Tareas a realizar.
A. Responde estas preguntas sobre el texto de las lavanderas:
(i) ¿Qué día celebran las mujeres la libertad?
(ii) ¿Qué podían lavar los varones y qué no?
(iii) ¿Qué era muchas veces el punto de encuentro para nuestras antecesoras?
B. Extrae del texto de las lavanderas todo lo que va desde "La libertad que" hasta "a nuestras antecesoras.", tal cual aparece.
C. Sigue escribiendo el texto de las lavanderas a partir de su última frase.

Texto proporcionado.
___

La libertad que las mujeres
celebramos el ocho de marzo merece el recuerdo de las sufridas lavanderas. Desde milenios,
los varones podían “lavar el honor”, pero jamás lavar la ropa. En todas las
culturas, las mujeres se han reunido alrededor de ríos, lagos, pilones de agua
o lavaderos colectivos para esta labor doméstica. Muchas veces, este punto de
encuentro era el único modo de socializar permitido a nuestras antecesoras.

___

Datos proporcionados.
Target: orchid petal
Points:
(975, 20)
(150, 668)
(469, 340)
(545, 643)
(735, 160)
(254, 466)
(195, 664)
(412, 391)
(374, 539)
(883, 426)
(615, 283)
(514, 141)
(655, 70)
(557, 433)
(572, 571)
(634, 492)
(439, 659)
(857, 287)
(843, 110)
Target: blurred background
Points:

___

Respuestas del ejercicio.
A.
(i) El ocho de marzo.
(ii) Podían "lavar el honor", pero jamás lavar la ropa.
(iii) El único modo de socializar que se les permitía.

B.
La libertad que las mujeres
celebramos el ocho de marzo merece el recuerdo de las sufridas lavanderas. Desde milenios,
los varones podían “lavar el honor”, pero jamás lavar la ropa. En todas las
culturas, las mujeres se han reunido alrededor de ríos, lagos, pilones de agua
o lavaderos colectivos para esta labor doméstica. Muchas veces, este punto de
encuentro era el único modo de socializar permitido a nuestras antecesoras.

C.
Hasta hace menos de cincuenta años, todavía muchas mujeres hervían sábanas y
toallas en lejía, golpeaban las prendas sobre tablas, usaban jabones de grasa y
grandes canastos para llevar las cargas a los colgadores, situados en techos,
patios y balcones. Con buen tiempo, tomaba tres días separar las ropas por
color, lavar, enjuagar, almidonar (enaguas, camisas y manteles), esperar el
secado y luego….¡a planchar!. Durante guerras y hambrunas, el oficio de lavar
ropa ajena fue uno de los más socorridos por las mujeres para combatir la
pobreza. Manos hinchadas, sabañones, uñas rotas y una mirada triste eran el
sello de estas trabajadoras sin contrato. El invento y evolución de las
máquinas de lavar, las secadoras y las modernas lavanderías han hecho olvidar
estas imágenes que alguna vez fueron el pan de todos los días. Aunque pocos lo
crean, en muchas ciudades y campos del mundo, el viento hace flamear como
festivas banderas, la ropa colgada que anónimas mujeres ha limpiado para su
familiar. UN HOMENAJE PARA LAS QUE NO HAN DEJADO DE LAVAR Y DE LUCHAR POR LA
IGUALDAD. Gracias de corazón, puesto que el lavar a mano, es algo que muchas
mujeres de hoy hemos hecho sin pensar ni cobrar, solo por amor.